(Records drawn from a dataset)
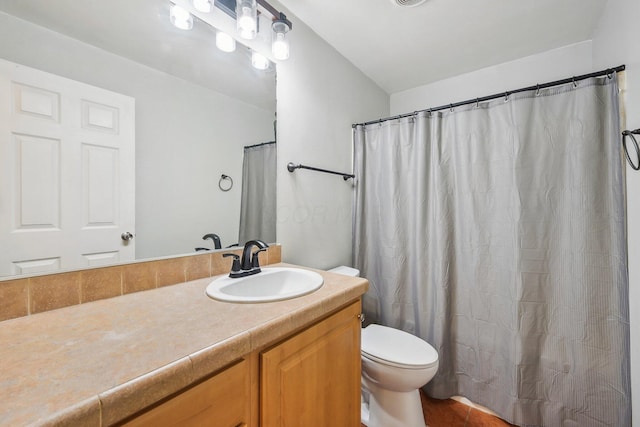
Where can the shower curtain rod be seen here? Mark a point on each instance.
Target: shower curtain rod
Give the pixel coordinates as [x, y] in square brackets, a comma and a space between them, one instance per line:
[259, 145]
[500, 95]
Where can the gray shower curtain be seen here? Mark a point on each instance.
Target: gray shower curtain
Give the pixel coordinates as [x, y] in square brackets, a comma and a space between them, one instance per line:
[496, 232]
[258, 199]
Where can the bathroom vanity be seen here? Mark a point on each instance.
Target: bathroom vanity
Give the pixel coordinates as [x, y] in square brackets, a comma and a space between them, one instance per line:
[173, 356]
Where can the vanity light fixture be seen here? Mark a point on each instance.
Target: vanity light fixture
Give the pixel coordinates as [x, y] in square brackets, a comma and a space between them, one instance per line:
[259, 61]
[247, 18]
[204, 6]
[180, 17]
[246, 14]
[280, 41]
[225, 42]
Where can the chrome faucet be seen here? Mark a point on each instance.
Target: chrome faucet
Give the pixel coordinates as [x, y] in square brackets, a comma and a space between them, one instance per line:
[249, 264]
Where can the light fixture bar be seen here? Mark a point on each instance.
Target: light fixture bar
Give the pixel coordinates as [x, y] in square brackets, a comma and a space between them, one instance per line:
[229, 7]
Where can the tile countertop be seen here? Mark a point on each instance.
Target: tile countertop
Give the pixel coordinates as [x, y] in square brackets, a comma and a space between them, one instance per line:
[98, 363]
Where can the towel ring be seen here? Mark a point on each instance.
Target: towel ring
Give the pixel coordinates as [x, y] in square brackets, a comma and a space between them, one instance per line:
[225, 187]
[630, 133]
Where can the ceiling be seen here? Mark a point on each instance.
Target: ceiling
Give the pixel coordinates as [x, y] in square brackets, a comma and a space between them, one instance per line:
[140, 30]
[401, 48]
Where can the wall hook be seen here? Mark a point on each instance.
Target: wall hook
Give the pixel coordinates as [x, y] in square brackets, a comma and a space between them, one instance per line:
[223, 184]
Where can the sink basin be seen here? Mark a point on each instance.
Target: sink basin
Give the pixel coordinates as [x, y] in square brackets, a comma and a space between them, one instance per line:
[271, 284]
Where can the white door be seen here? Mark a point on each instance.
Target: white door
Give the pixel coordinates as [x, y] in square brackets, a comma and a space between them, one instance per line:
[67, 173]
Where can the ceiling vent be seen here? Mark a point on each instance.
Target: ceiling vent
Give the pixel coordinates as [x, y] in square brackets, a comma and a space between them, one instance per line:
[408, 3]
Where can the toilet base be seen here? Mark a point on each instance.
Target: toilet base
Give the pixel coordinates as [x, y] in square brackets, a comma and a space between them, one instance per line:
[388, 408]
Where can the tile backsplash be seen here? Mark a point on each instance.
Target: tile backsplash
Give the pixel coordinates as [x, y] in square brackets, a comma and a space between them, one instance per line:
[22, 297]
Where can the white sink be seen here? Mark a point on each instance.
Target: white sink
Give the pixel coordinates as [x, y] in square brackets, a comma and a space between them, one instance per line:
[271, 284]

DIRECTIONS.
What's needed is an exact retyping of the records, pictures excluded.

SOLUTION FOR THIS PROBLEM.
Where can the shower curtain rod be seen here? Mark a point on each instance.
Target: shower curtain rod
Give the pixel coordinates as [x, y] in square brackets, a comma and a space between them, one instance per line:
[259, 145]
[500, 95]
Where can the gray shower curtain be seen here? Mark a point on each instance.
Target: gray shower curtain
Give the pixel coordinates as [x, y] in square brackets, a comma and a space between them, one instance per line:
[496, 232]
[258, 199]
Where can the bathroom vanity be seen here? Mark a point on each instance.
Target: bathroom vanity
Give the pixel coordinates as [x, y] in square brackets, a comma and a space between them, one instance per line:
[173, 356]
Where can the vanity light fixture be seen here? Mark a point on each instance.
Target: vanity light fixture
Give the pixel coordinates as [x, y] in square brackets, a comma and a space between them, one instance per line:
[259, 61]
[247, 18]
[204, 6]
[180, 17]
[246, 14]
[280, 41]
[225, 42]
Where can the chrome faucet be seen here? Mark a point on each instance.
Target: chrome faucet
Give the pixel coordinates as [x, y] in square brackets, a comma and a space between them, one instance per line:
[249, 264]
Where can the light fixture bar be seen here? Mark a point on each instance.
Target: light fixture bar
Give the pixel coordinates as [x, y] in square brackets, a comma and a space between them, one instance per line:
[229, 7]
Where can the tile countertop be seen here? Mark a point on each instance.
Target: tile countertop
Give the pixel coordinates as [x, y] in square brackets, a comma and a space between them, one instance per line:
[98, 363]
Where can the towel ring be seen here? Mark a point on each instance.
Target: towel ring
Give the pixel coordinates as [x, y] in square brackets, a comma and a space between them, one instance per line:
[225, 187]
[630, 133]
Where can the ceiling be seen here? Mark a point on each instance.
Target: ceiling
Give the pixel coordinates as [x, y] in square brackets, a comma and a space between them, one instance per line:
[140, 30]
[401, 48]
Where can the wall hook be seen here? Mark a point on each instance.
Target: wall hook
Give the pixel coordinates as [x, y] in square brackets, a comma and a space between them, one instance per line:
[223, 184]
Where can the sink basin be seen here? Mark a point on each instance.
Target: sink basin
Give the pixel coordinates as [x, y] in square brackets, a comma and a space between them, one instance per line:
[271, 284]
Where can the white door be seen here? Mark a point on each instance.
Target: white door
Give the pixel coordinates as [x, y] in square brackets, a comma and a space between them, one instance per line:
[67, 173]
Where can the ceiling vent be seen here? Mark a point on each instance.
Target: ceiling vent
Give the pixel coordinates as [x, y] in square brackets, a comma and a space between them, one instance per line:
[408, 3]
Where can the toilet base be seen here? Mark a point on each instance.
Target: toilet base
Give the pixel coordinates as [x, y] in square brackets, a comma and a space between them, one instance per line:
[388, 408]
Where can the tile backsplash be seen here? Mark a point on each instance.
Target: tile backsplash
Give the pixel coordinates as [x, y] in square brackets, a comma and a space between them, one instance per line:
[22, 297]
Where can the white sink be seen here? Mark a point on each instance.
Target: white sink
Give the pixel coordinates as [x, y] in square brackets, a comma and a space between them, one instance per line:
[271, 284]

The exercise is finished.